→ **Assignment**:
Keep each entry exactly as written when you repeat it, and skip the images.

START Provided data

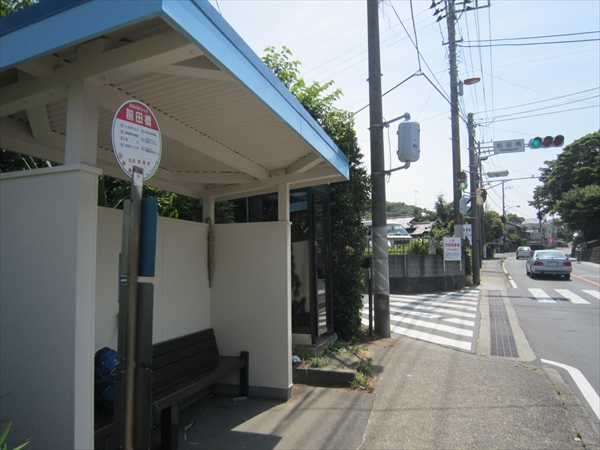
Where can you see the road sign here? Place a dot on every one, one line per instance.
(452, 249)
(503, 173)
(136, 138)
(468, 232)
(513, 146)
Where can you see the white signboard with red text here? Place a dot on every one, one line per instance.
(452, 249)
(136, 138)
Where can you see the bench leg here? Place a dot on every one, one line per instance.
(169, 428)
(245, 375)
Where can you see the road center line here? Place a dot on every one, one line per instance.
(541, 296)
(585, 279)
(583, 384)
(573, 298)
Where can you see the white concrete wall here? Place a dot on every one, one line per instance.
(181, 292)
(251, 298)
(47, 269)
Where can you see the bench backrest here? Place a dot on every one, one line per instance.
(181, 357)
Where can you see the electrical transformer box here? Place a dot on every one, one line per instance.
(409, 141)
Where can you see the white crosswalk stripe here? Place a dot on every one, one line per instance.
(573, 298)
(447, 319)
(541, 296)
(563, 294)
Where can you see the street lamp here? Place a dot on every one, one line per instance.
(504, 211)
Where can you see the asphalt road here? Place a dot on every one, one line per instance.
(561, 320)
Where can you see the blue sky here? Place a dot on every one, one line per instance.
(526, 90)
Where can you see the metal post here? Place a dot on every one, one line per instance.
(129, 277)
(475, 245)
(380, 247)
(454, 111)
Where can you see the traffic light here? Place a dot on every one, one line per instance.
(465, 205)
(462, 180)
(481, 196)
(548, 141)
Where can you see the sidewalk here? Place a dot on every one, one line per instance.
(425, 397)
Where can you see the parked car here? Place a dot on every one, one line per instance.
(523, 252)
(549, 262)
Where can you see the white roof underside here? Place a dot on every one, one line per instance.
(217, 134)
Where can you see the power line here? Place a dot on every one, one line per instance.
(541, 114)
(533, 37)
(528, 43)
(547, 100)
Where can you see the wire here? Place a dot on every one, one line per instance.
(460, 44)
(544, 114)
(547, 100)
(535, 37)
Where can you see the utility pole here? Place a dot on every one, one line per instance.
(475, 229)
(381, 273)
(454, 111)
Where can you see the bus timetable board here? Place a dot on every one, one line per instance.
(136, 138)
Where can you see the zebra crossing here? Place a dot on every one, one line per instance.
(564, 295)
(448, 319)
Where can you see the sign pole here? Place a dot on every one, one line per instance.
(128, 278)
(137, 148)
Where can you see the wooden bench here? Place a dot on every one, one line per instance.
(182, 367)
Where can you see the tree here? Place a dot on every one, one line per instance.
(580, 208)
(350, 200)
(568, 182)
(493, 226)
(11, 6)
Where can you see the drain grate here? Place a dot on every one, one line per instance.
(502, 342)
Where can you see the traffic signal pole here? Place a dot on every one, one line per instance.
(454, 111)
(475, 229)
(381, 275)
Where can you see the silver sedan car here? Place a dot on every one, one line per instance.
(549, 262)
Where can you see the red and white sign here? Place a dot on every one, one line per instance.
(452, 249)
(136, 138)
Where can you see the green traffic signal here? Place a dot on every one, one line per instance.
(536, 142)
(546, 142)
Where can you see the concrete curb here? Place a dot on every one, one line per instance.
(323, 376)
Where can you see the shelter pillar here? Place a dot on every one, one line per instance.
(47, 273)
(82, 123)
(283, 198)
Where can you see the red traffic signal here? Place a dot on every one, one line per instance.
(462, 180)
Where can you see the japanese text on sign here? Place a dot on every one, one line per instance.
(452, 249)
(136, 138)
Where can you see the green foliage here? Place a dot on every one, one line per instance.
(316, 361)
(568, 186)
(366, 367)
(350, 200)
(4, 436)
(580, 207)
(492, 225)
(10, 6)
(515, 238)
(401, 209)
(12, 162)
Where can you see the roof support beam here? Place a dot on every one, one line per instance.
(111, 66)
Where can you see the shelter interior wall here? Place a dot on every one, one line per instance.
(47, 254)
(251, 298)
(181, 291)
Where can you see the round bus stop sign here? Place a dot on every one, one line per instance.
(136, 138)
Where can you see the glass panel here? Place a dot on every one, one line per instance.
(300, 264)
(321, 263)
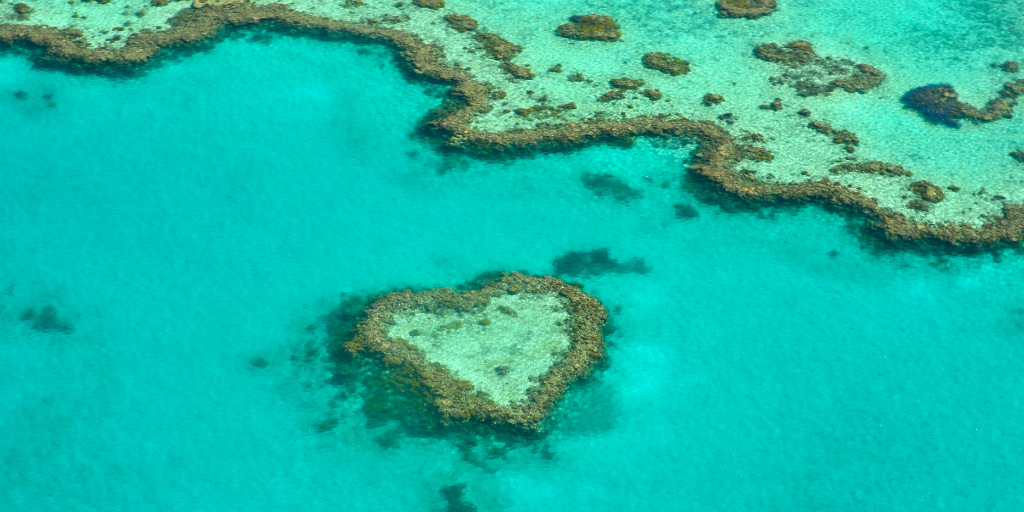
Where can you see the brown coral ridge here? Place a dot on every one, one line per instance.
(461, 23)
(455, 399)
(846, 138)
(666, 64)
(940, 103)
(430, 4)
(591, 28)
(812, 75)
(714, 163)
(751, 9)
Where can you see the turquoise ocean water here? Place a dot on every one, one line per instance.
(189, 219)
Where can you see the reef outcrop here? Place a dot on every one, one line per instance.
(591, 28)
(542, 334)
(666, 64)
(813, 75)
(872, 167)
(461, 23)
(751, 9)
(940, 103)
(717, 158)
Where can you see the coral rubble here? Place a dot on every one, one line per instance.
(873, 167)
(716, 157)
(666, 64)
(461, 23)
(812, 75)
(751, 9)
(509, 373)
(432, 4)
(591, 28)
(940, 103)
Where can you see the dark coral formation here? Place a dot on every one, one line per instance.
(776, 105)
(626, 83)
(845, 138)
(666, 64)
(928, 192)
(652, 94)
(864, 77)
(611, 95)
(795, 54)
(872, 167)
(46, 321)
(812, 75)
(454, 498)
(940, 103)
(1009, 66)
(461, 23)
(596, 262)
(22, 11)
(498, 46)
(608, 184)
(714, 162)
(517, 71)
(432, 4)
(456, 400)
(591, 28)
(711, 99)
(751, 9)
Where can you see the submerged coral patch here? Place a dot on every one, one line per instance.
(812, 75)
(510, 370)
(591, 28)
(596, 262)
(751, 9)
(873, 167)
(666, 64)
(461, 23)
(940, 103)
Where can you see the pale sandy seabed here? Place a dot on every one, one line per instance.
(973, 157)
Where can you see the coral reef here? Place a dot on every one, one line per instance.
(928, 192)
(846, 138)
(611, 96)
(652, 94)
(22, 11)
(626, 83)
(1009, 66)
(776, 104)
(812, 75)
(454, 498)
(458, 400)
(666, 64)
(498, 46)
(517, 71)
(686, 211)
(461, 23)
(714, 163)
(608, 184)
(940, 103)
(711, 99)
(591, 28)
(872, 167)
(751, 9)
(596, 262)
(46, 321)
(432, 4)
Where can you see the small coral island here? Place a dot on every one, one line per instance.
(502, 354)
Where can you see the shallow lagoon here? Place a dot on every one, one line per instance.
(206, 213)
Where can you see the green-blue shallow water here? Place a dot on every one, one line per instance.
(190, 219)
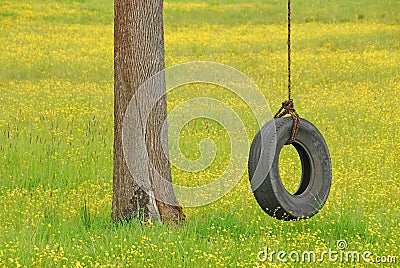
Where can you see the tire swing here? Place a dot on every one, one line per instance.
(311, 147)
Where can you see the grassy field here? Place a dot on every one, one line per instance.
(56, 131)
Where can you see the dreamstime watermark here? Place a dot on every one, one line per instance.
(138, 113)
(339, 254)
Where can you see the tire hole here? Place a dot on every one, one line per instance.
(290, 169)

END Provided data

→ **Solved problem**:
Where can you see the road sign here? Place a dot on every one, one line per instance.
(452, 249)
(503, 173)
(136, 138)
(468, 232)
(513, 146)
Where can you see the white signboard with red text here? Place a dot on every one, one line per instance.
(452, 249)
(136, 138)
Where can you see the bench leg here? Place a dot on every one, one line per instance.
(169, 428)
(245, 375)
Where can you see the road center line here? Place a dot on every one, one line per instance.
(541, 296)
(585, 279)
(583, 384)
(573, 298)
Where can you see the white concrete wall here? Place a dot on every one, one line per instance.
(181, 292)
(251, 298)
(47, 269)
Where can you see the bench backrest here? Place a dot on every one, one line per instance.
(181, 357)
Where can you see the electrical transformer box here? Place a dot on every one, one line per instance.
(409, 141)
Where can you see the white crosswalk stripe here? Place a dot on every one, one line per instance.
(573, 298)
(447, 319)
(541, 296)
(563, 294)
Where can you see the street lamp here? Place a dot on every one, one line per instance.
(504, 211)
Where can you see the asphalt road here? Place a dot on every one, one line per instance.
(561, 320)
Where can you see the blue sky here? Place a dot on every one, one line per instance.
(526, 90)
Where can you see the metal post here? Place a dot on every one, one line per instance.
(129, 277)
(475, 245)
(380, 247)
(454, 111)
Where can you see the traffic light here? Place a dot on every one, one line per instance.
(465, 205)
(462, 180)
(481, 196)
(548, 141)
Where can you see the sidewalk here? Place a dot on every one, one line per instance.
(425, 397)
Where can you see the parked car here? Place a dot on every one, one line per instance.
(523, 252)
(549, 262)
Where can you see the white roof underside here? Place a dot on every one, one line per instance.
(217, 134)
Where can you see the power line here? Place a dot on every one, one line per instance.
(541, 114)
(533, 37)
(528, 43)
(547, 100)
Where can you see the wire here? Place a dot on every one, one line per instance.
(460, 44)
(544, 114)
(547, 100)
(535, 37)
Where can you see the utility pole here? Place a dot on every one, one line per instance.
(475, 229)
(381, 273)
(454, 111)
Where can you see the bus timetable board here? Place a dot on every one, one line per instance.
(136, 138)
Where can you see the zebra crossing here? Place a dot on every one, one line per instance.
(564, 295)
(448, 319)
Where can you see the sign pole here? Place a dot on every one, one line per instance.
(128, 278)
(137, 148)
Where can you see the wooden bench here? Place a dot on every one, one line per instance.
(182, 367)
Where can you see the tree here? Place a dot on every one, one line per instance.
(580, 208)
(350, 200)
(568, 182)
(493, 226)
(11, 6)
Where can you see the drain grate here? Place a dot on every one, one line per instance.
(502, 342)
Where can you see the traffic signal pole here? Place a dot on every one, one line per instance.
(454, 111)
(475, 229)
(381, 275)
Where can you see the silver sedan car here? Place a dot on every one, one line per instance.
(549, 262)
Where can you see the red and white sign here? Place a dot on every one, one line per instance.
(452, 249)
(136, 138)
Where can you see the green traffic signal here? Place a dot on every one, one line per instance.
(536, 142)
(546, 142)
Where can you see the concrete curb here? Place a dot on every one, one line per instance.
(323, 376)
Where can you see the shelter pillar here? Place a dot on every one, one line per instance.
(47, 273)
(82, 123)
(283, 198)
Where can you see the red traffic signal here? Place a dot on every one, one line per instance.
(462, 180)
Where can you see the japanese text on sign here? Place a dot on every one, one line per instance.
(452, 249)
(136, 138)
Where can you see the green foliage here? Place a dot on every one, one line per instance.
(316, 361)
(568, 186)
(366, 367)
(350, 200)
(4, 436)
(580, 207)
(492, 225)
(10, 6)
(515, 238)
(401, 209)
(12, 162)
Where can you see the roof support beam here? Place a dot on every one, one line per instance.
(111, 66)
Where can you see the shelter interior wall here? Place a dot on every one, one line per instance.
(47, 254)
(251, 298)
(181, 291)
Where can you see the round bus stop sign here? Place a dot on every one, one line per instance.
(136, 138)
Where can you see the glass panel here? Place a dot on every one, one line per instance.
(300, 264)
(321, 263)
Where can you see the brown coral ridge here? Place a dot on every one, one line per instance.
(461, 23)
(455, 399)
(846, 138)
(666, 64)
(940, 103)
(430, 4)
(591, 28)
(812, 75)
(714, 163)
(751, 9)
Where can you see the turquoise ocean water here? Place a dot on every one, one line per instance.
(189, 219)
Where can you see the reef outcrop here? Place a dot on every one, one line per instance.
(591, 28)
(542, 334)
(666, 64)
(813, 75)
(872, 167)
(461, 23)
(751, 9)
(940, 103)
(717, 158)
Where can you see the coral rubble here? Place a dot on every one, one line per instance.
(873, 167)
(716, 157)
(666, 64)
(461, 23)
(812, 75)
(751, 9)
(509, 373)
(432, 4)
(591, 28)
(940, 103)
Where can you see the dark coral formation here? Place a dot on every one, one line per instance.
(776, 105)
(626, 83)
(845, 138)
(666, 64)
(928, 192)
(652, 94)
(864, 77)
(611, 95)
(795, 54)
(872, 167)
(46, 321)
(812, 75)
(454, 498)
(940, 103)
(1009, 66)
(461, 23)
(596, 262)
(22, 11)
(498, 46)
(608, 184)
(714, 162)
(517, 71)
(432, 4)
(456, 400)
(591, 28)
(711, 99)
(751, 9)
Where can you see the submerged coral patch here? Place a dot on every one, one line per instance.
(812, 75)
(510, 370)
(591, 28)
(596, 262)
(751, 9)
(873, 167)
(666, 64)
(461, 23)
(940, 103)
Where can you see the pale sandy seabed here? Place a dot on every one, one line per instance.
(973, 157)
Where can you see the coral reef here? Place a dot on every one, one line per instance.
(928, 192)
(846, 138)
(611, 96)
(652, 94)
(22, 11)
(626, 83)
(1009, 66)
(776, 104)
(812, 75)
(454, 498)
(458, 400)
(666, 64)
(498, 46)
(517, 71)
(686, 211)
(461, 23)
(714, 163)
(608, 184)
(940, 103)
(711, 99)
(591, 28)
(872, 167)
(751, 9)
(596, 262)
(46, 321)
(432, 4)
Where can you see the small coral island here? Place a dot on every one, one line per instance.
(502, 354)
Where can you see the shallow lagoon here? Place a dot on every one, one line per instance.
(206, 213)
Where can you see the green-blue shallow water here? Place a dot on every one, one line per instance.
(190, 219)
Where can you see the tire swing here? Place a dot on every one, one line per instance.
(311, 147)
Where can you see the grassy field here? Place a dot on every one, one line per instance.
(56, 131)
Where can you see the dreamstime watermark here? Place a dot on every one, one line per instance.
(138, 113)
(339, 254)
Where can you see the tire hole here? Place a dot on every one, one line per instance.
(290, 169)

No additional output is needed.